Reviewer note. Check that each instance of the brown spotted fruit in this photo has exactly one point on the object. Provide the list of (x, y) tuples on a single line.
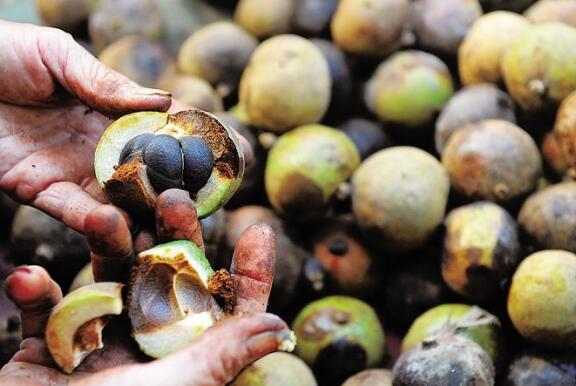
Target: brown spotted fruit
[(409, 88), (481, 52), (540, 68), (481, 250), (492, 160), (75, 325), (399, 197), (548, 217), (338, 336), (142, 154), (287, 84), (542, 299), (305, 167)]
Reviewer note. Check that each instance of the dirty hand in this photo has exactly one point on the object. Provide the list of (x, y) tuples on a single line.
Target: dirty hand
[(214, 359), (55, 101)]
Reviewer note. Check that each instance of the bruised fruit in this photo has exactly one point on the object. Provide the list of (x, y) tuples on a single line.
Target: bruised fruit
[(75, 326), (539, 368), (174, 296), (286, 84), (540, 68), (548, 217), (409, 88), (399, 197), (218, 53), (371, 27), (276, 369), (440, 26), (492, 160), (114, 19), (445, 359), (472, 104), (481, 52), (481, 250), (264, 19), (371, 377), (190, 149), (542, 299), (338, 336), (305, 168), (467, 321), (191, 91), (138, 58)]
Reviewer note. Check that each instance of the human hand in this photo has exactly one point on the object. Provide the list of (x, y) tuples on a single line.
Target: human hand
[(214, 359)]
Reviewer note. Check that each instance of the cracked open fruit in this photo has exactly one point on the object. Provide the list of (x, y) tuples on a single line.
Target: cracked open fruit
[(174, 296), (75, 325), (142, 154)]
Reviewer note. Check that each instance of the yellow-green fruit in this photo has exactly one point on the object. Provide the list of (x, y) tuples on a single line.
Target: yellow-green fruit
[(305, 167), (399, 197), (286, 84), (542, 11), (264, 18), (542, 299), (540, 68), (276, 369), (409, 88), (481, 52), (370, 27)]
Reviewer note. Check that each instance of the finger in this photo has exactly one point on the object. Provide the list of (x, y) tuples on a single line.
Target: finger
[(110, 240), (253, 268), (35, 294), (176, 218)]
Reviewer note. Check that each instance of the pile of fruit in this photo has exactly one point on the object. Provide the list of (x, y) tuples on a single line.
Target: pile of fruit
[(414, 157)]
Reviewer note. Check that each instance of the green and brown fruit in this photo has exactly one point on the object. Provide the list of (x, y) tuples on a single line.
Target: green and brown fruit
[(142, 154), (276, 369), (542, 299), (371, 27), (287, 84), (409, 88), (540, 68), (481, 52), (338, 336), (75, 326), (380, 203), (492, 160), (481, 250), (548, 217), (305, 167)]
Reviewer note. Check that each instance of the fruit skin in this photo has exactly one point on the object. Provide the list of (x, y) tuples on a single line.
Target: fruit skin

◆ ◆ ◆ ◆

SET TASK
Arrange all of the data above as a numbered list with one line per item, omitting blank lines and leaving out any pictures.

RESULT FOR THIS TASK
1. Reviewer note. Check that each instance of the brown spotted fruit in this photo has exactly one point on the object. Provide the list of (x, y) tuples on a single line.
2. Target: brown spotted fruit
3. [(409, 88), (481, 52), (540, 68), (481, 250), (492, 160), (75, 325), (399, 197), (548, 217), (338, 336), (142, 154), (287, 84), (542, 299), (305, 167)]
4. Reviewer note. Check that each instance of the dirty hand in this photo has exactly one point on the object. Provide the list of (x, y) tuples on a single line.
5. Target: dirty hand
6. [(214, 359), (55, 101)]
7. Reviewer note. Check that each instance of the bruised fruit in this photo has exactly one point on the object. Provide the list of (x, y) tuples on a single line.
8. Target: bruised fruit
9. [(75, 326), (539, 368), (174, 296), (286, 84), (540, 68), (548, 217), (409, 88), (399, 197), (218, 53), (371, 27), (276, 369), (440, 26), (492, 160), (114, 19), (445, 359), (472, 104), (481, 52), (481, 250), (264, 19), (371, 377), (190, 149), (542, 299), (338, 336), (305, 168), (467, 321), (191, 91), (138, 58)]
10. Reviewer note. Check that each instance of the human hand in this photo has exactly one point on the object. Provide the list of (x, y) tuples on a single line.
11. Target: human hand
12. [(214, 359)]
13. Reviewer note. Check that each instance of the cracked open fruit in this photo has exactly one point on the object. Provide the list of (x, y) tuples on a single line.
14. Target: cracked open fruit
15. [(174, 296), (75, 325), (142, 154)]
16. Reviewer note. Check that each instance of the yellow-green fruit in this photo has exactly one point on the object. Provide the list of (x, y) tuples on a single line.
17. Target: yellow-green fruit
18. [(305, 167), (399, 197), (286, 84), (542, 11), (264, 18), (542, 299), (540, 68), (276, 369), (409, 88), (481, 52), (370, 27)]
19. Reviewer note. Check that each instance of the finger in this photo has exactly one point on the object. Provide the list of (x, y) tuples on a single line.
20. Target: finger
21. [(110, 240), (253, 268), (35, 294), (176, 218)]
22. Reviewer note. Check that each instance of the pile of fruit in this photo has exactly one point on the object. Provide the list of (x, y) tuples on a single line.
23. Target: pile of fruit
24. [(414, 157)]
25. Reviewer note. Check that each instance of the green and brown fruit in this photo has exactly one point on the object. Provide the list of (x, y) tuples on a single line.
26. Target: green and brown fruit
27. [(142, 154), (276, 369), (542, 299), (371, 27), (287, 84), (409, 88), (540, 68), (481, 52), (338, 336), (75, 326), (380, 203), (492, 160), (481, 250), (548, 217), (305, 167)]
28. Reviewer note. Check that each instance of the fruit skin in this photo has exactly one point on the object. Provide the list of (x, y) tuples on a single line.
29. Target: fruit skin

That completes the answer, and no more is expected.